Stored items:
========

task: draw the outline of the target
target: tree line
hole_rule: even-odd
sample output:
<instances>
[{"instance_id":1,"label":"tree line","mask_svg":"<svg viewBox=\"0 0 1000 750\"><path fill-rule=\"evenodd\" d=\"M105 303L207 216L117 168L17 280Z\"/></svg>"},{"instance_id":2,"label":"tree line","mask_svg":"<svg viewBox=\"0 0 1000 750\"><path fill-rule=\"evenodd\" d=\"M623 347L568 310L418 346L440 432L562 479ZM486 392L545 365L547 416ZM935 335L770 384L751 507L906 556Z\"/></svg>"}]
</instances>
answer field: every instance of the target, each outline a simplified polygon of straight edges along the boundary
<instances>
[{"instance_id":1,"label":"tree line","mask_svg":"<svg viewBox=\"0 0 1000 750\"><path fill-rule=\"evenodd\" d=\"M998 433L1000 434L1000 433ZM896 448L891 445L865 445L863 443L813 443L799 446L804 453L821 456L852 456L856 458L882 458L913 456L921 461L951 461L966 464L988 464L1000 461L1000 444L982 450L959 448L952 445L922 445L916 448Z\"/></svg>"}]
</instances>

========

# WHAT YOU ARE ASKED TO DO
Your task is to transcribe all of the entries word for word.

# SOLVED PROBLEM
task: draw the outline of the target
target: tree line
hole_rule: even-odd
sample output:
<instances>
[{"instance_id":1,"label":"tree line","mask_svg":"<svg viewBox=\"0 0 1000 750\"><path fill-rule=\"evenodd\" d=\"M105 303L207 216L117 168L17 280Z\"/></svg>"},{"instance_id":2,"label":"tree line","mask_svg":"<svg viewBox=\"0 0 1000 750\"><path fill-rule=\"evenodd\" d=\"M623 347L568 310L418 346L440 432L562 479ZM486 392L545 365L547 416ZM935 335L770 384L751 507L906 556Z\"/></svg>"}]
</instances>
answer field: every instance of the target, each outline a simplified polygon of straight edges along the boundary
<instances>
[{"instance_id":1,"label":"tree line","mask_svg":"<svg viewBox=\"0 0 1000 750\"><path fill-rule=\"evenodd\" d=\"M998 433L1000 434L1000 433ZM896 448L891 445L865 445L863 443L813 443L799 446L804 453L821 456L852 456L856 458L882 458L913 456L921 461L951 461L966 464L988 464L1000 461L1000 444L982 450L959 448L952 445L922 445L916 448Z\"/></svg>"}]
</instances>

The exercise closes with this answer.